### WHAT THIS EXERCISE ASKS
1: Reproduce the stretch of the Balkan Enterprise Facility announcement from "The Balkan Enterprise" through "spin-off service firms.".
2: Carry on the Balkan Enterprise Facility announcement from the point at which it ends.

### TEXT BLOCK
* START *

SARAJEVO, Bosnia and Herzegovina, September
21, 2000 ---The International Finance Corporation today launched a
five-year, US$33 million effort to bolster the small and medium enterprises
(SMEs) that help create jobs and reduce poverty in the Balkans. The Balkan
Enterprise Facility, funded by IFC in partnership with donor countries,
will strengthen SMEs in Bosnia and Herzegovina, Albania, the Former Yugoslav
Republic of Macedonia, and Kosovo.
Support of small business has become a top priority for IFC since it is
SMEs that can provide a stable source of income and skills development
in regions racked by high unemployment and poverty. In the Balkans, SMEs
are impeded by poor business climate, lack of access to capital, insufficient
training programs, and inadequate technology and knowledge resources. The
Balkan Enterprise Facility attempts to address these problems, drawing
on IFC's experience in establishing and managing similar SME initiatives
in the former Soviet Union, Sub-Saharan Africa, Vietnam, Cambodia and the
Lao People's Democratic Republic, and other regions.
The facility will work with local SMEs directly as well as with other support
organizations and specialists from the region to improve the difficult
operating environment that small business faces in the four target economies.
The Balkan Enterprise Facility will operate on a commercial basis in the
local economy for the services and programs that it offers. It aims to
spin off its services to local businesses within five years. Establishing
commercial operations from the start will build the foundation for the
future sustainability of these spin-off service firms.
The facility's services will include:
· Pre- and
post-investment services: Companies preparing for market-based competition
can receive help writing business plans and raising financing, as well
as subsequent management assistance.
building: Since most local SMEs operate at a severe competitive
disadvantage, cut off from modern market economies, the facility will develop
training, technical assistance, and knowledge-sharing programs; and strengthen
industry associations, women entrepreneurs, and consultants.

* END *

[Records of labeled points]

* START *

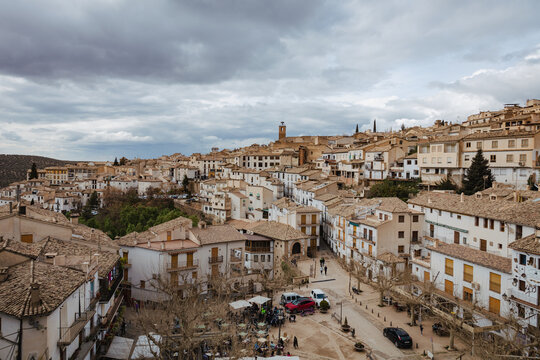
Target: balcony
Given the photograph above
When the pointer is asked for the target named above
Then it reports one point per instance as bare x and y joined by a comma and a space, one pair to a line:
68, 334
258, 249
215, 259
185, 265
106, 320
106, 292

* END *
* START *

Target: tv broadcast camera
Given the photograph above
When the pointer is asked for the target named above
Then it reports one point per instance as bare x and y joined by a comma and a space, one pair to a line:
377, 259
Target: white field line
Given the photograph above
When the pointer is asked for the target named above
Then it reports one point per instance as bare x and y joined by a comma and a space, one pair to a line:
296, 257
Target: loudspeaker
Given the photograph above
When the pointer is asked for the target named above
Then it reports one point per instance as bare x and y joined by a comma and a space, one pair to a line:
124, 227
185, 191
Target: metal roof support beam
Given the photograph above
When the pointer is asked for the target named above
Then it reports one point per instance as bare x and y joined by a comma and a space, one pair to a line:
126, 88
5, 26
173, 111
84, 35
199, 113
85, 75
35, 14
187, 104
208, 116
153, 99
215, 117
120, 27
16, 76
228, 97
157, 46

* END *

### ANSWER LIST
1:
The Balkan Enterprise Facility will operate on a commercial basis in the
local economy for the services and programs that it offers. It aims to
spin off its services to local businesses within five years. Establishing
commercial operations from the start will build the foundation for the
future sustainability of these spin-off service firms.

2:
the business environment: Local SMEs need a simple, supportive,
predictable and transparent environment in order to attract foreign investment.
The facility will promote reform of legislation and taxation, especially
for property rights and registration, collateral and mortgages, business
law and corporate governance, labor issues, and environment.
"The Balkan Enterprise Facility is at the core of the World Bank Group's
mandate of reducing poverty, and it reflects IFC's mission of bringing
prosperity through private sector development," said Peter Woicke,
Executive Vice President of IFC. "The facility will be important in
helping individual entrepreneurs, but it will be just as important in shaping
the business environment in a way that will help enterprises in the Balkan
region to thrive."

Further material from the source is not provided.